> _Exercise material_:
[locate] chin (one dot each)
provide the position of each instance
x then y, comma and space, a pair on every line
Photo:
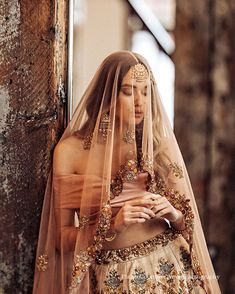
138, 120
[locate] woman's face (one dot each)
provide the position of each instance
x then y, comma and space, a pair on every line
132, 98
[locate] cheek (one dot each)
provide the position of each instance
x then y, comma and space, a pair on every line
125, 103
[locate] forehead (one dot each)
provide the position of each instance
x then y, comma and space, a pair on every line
129, 79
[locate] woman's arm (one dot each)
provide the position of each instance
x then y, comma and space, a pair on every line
66, 232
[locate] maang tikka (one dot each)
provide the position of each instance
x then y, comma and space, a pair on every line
104, 125
139, 72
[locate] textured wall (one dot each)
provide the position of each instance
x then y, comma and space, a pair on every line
32, 62
205, 120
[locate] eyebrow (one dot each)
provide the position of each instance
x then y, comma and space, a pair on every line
130, 86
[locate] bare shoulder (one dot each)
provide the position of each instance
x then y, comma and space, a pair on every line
67, 155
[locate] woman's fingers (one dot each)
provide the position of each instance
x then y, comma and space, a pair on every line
139, 214
142, 209
145, 200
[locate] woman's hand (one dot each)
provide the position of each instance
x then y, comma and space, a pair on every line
163, 208
133, 212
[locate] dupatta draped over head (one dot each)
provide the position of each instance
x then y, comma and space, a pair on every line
117, 137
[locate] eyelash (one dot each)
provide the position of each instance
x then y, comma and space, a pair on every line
130, 93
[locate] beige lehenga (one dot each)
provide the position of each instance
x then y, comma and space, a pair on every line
120, 157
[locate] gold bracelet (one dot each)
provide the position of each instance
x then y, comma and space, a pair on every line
111, 238
178, 231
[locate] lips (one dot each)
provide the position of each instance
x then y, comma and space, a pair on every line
138, 113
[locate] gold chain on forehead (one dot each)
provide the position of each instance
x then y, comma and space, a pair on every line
139, 72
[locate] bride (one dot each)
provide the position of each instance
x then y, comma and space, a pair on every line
119, 212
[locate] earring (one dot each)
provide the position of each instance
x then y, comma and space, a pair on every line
129, 137
104, 125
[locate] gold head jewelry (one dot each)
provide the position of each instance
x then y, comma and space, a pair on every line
104, 125
139, 72
129, 137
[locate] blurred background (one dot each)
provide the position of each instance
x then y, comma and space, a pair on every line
49, 51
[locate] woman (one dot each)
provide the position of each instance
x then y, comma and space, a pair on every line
119, 213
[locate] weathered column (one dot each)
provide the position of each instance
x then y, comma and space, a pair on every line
205, 120
32, 75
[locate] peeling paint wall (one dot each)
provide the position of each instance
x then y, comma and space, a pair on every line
205, 120
32, 69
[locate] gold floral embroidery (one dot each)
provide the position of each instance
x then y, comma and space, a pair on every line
177, 170
87, 142
141, 282
180, 202
84, 258
42, 262
113, 283
137, 250
185, 258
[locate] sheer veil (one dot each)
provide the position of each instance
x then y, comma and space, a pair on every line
111, 148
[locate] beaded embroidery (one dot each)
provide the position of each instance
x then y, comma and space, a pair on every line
142, 282
137, 250
177, 170
42, 262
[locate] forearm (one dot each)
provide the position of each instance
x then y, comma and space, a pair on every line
179, 223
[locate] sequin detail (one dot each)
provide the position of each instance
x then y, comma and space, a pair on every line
177, 170
113, 283
137, 250
42, 262
129, 137
142, 282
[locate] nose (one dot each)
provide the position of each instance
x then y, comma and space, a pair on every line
138, 98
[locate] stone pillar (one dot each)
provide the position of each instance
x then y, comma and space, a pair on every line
205, 120
32, 77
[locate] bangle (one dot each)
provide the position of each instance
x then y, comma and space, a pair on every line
178, 231
111, 238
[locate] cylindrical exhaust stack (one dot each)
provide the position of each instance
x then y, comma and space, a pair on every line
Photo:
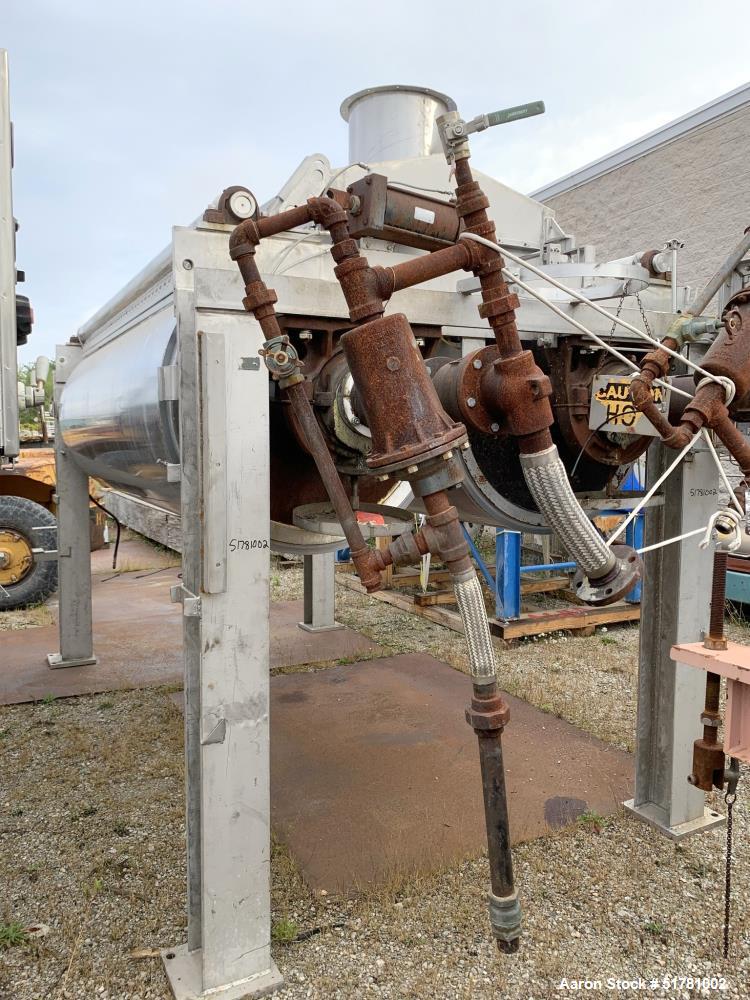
396, 122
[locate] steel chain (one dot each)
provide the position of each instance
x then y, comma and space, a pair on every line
644, 317
730, 798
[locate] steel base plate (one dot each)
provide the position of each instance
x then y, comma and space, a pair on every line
185, 975
320, 628
55, 661
654, 816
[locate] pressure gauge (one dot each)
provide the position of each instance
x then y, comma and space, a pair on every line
242, 204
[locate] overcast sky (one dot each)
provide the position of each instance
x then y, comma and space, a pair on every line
131, 116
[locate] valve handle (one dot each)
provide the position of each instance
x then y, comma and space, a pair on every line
506, 115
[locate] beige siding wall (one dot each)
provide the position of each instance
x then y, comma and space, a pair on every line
695, 189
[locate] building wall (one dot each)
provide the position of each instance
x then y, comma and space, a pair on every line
695, 189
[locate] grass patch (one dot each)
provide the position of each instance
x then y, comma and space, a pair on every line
592, 820
12, 934
283, 931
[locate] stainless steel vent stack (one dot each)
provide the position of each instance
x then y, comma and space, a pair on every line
396, 122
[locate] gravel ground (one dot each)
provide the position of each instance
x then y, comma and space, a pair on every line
92, 845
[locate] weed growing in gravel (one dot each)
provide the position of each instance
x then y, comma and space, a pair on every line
655, 929
283, 931
84, 813
11, 934
592, 820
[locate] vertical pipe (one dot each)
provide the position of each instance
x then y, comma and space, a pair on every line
507, 574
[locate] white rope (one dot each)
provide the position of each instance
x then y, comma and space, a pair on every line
670, 541
589, 302
645, 499
722, 473
727, 523
585, 330
293, 246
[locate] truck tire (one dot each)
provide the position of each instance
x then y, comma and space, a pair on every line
25, 580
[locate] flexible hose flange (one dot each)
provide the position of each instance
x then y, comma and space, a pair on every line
505, 917
616, 584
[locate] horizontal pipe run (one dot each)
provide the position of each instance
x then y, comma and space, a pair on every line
704, 297
543, 567
428, 266
479, 561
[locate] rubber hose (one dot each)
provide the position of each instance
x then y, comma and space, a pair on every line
473, 613
548, 484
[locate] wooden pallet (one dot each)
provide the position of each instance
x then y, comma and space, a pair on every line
582, 620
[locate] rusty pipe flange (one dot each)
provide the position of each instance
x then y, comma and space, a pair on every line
281, 357
488, 715
616, 584
708, 765
470, 372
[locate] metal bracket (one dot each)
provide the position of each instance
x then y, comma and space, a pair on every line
169, 383
191, 605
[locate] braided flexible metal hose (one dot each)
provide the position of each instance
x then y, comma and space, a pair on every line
549, 486
471, 606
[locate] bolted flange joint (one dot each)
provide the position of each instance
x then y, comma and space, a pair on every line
282, 360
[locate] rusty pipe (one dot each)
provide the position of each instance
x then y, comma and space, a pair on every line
708, 755
424, 268
368, 562
488, 714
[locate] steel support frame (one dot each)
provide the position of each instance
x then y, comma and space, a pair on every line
73, 540
225, 592
675, 604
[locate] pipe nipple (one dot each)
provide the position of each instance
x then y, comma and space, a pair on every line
505, 918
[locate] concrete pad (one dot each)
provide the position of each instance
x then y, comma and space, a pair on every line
138, 639
374, 771
292, 646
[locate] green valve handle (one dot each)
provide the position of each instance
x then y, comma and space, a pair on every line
513, 114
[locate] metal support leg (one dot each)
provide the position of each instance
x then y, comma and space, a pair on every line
675, 605
320, 593
507, 574
73, 542
225, 596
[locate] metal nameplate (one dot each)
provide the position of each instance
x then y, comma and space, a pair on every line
612, 408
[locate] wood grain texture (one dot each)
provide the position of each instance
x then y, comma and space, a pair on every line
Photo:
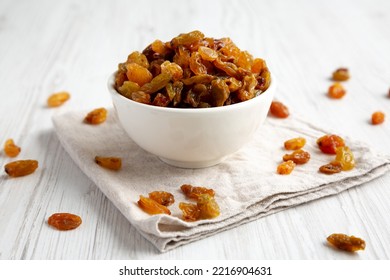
48, 46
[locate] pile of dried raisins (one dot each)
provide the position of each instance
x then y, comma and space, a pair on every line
192, 71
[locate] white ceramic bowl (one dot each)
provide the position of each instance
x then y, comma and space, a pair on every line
191, 138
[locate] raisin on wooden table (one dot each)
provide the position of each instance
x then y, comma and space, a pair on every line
64, 221
21, 167
10, 149
346, 243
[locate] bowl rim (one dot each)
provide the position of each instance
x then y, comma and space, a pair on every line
112, 90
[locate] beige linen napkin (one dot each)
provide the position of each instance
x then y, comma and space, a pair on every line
246, 184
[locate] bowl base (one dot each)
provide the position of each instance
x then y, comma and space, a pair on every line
190, 164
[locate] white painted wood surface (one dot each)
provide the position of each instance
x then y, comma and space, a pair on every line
47, 46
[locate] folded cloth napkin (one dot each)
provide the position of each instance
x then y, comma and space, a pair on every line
246, 184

> _What you should do_: Rewrite the data from the line with "[locate] steel support frame (one dot each)" through the end, replacing "napkin" with "serviette" and changing nothing else. Leave the pictures out.

> _Task answer_:
[locate] steel support frame (one dot each)
provide the position of each instance
x then y, comma and space, a pair on every line
73, 540
225, 592
675, 604
[locate] pipe nipple (one dot each)
provide the position of each instance
x then y, comma and space, a pair on every line
505, 918
[locate] concrete pad (one dot each)
provide the position of each instance
x then y, comma and space, a pair on every line
138, 639
374, 771
292, 646
[locate] green valve handle (one dot each)
provide the position of each instance
x then y, comma and space, a pair on every line
513, 114
[locate] metal support leg (one dot each)
provide the position of each instance
x then y, comma and space, a pair on every line
675, 605
320, 593
507, 574
73, 542
225, 596
[locate] metal nameplate (one dot each)
provide the position of each instance
x then y, comma and space, a pair on every line
612, 408
[locate] wood grain texture (one dot each)
provide the position of each instance
x then y, comma and space, a pair on every line
Photo:
48, 46
[locate] pile of dried raisins (one dot each)
provide the position of each instance
x then y, comma and space, a pair on every line
192, 71
[locate] white ceramic bowl (one dot each)
provide the position of each instance
x then y, comma and space, a pair on every line
191, 138
[locate] raisin on wooden table (one dot each)
provide the position of each instance
x then y, comma and space, a pair on every line
64, 221
21, 167
10, 149
346, 243
[locate] bowl rim (one dot each)
provide the position of each instance
x then y, comma and space, a pair on every line
112, 90
[locate] beige linen serviette (one dot each)
provide the position of each instance
x then y, comma and space, a pair on every line
246, 184
[locate] bowl base (one dot each)
provide the position of each instance
x then y, comma and space, a pair on every line
190, 164
[locate] white painted wood surface (one dot each)
provide the position of each instance
x then y, comma and space, a pair on every line
47, 46
[locate] folded cloth serviette (one dot each)
provide the position of each instance
x then y, comma and space, a pair on every line
246, 184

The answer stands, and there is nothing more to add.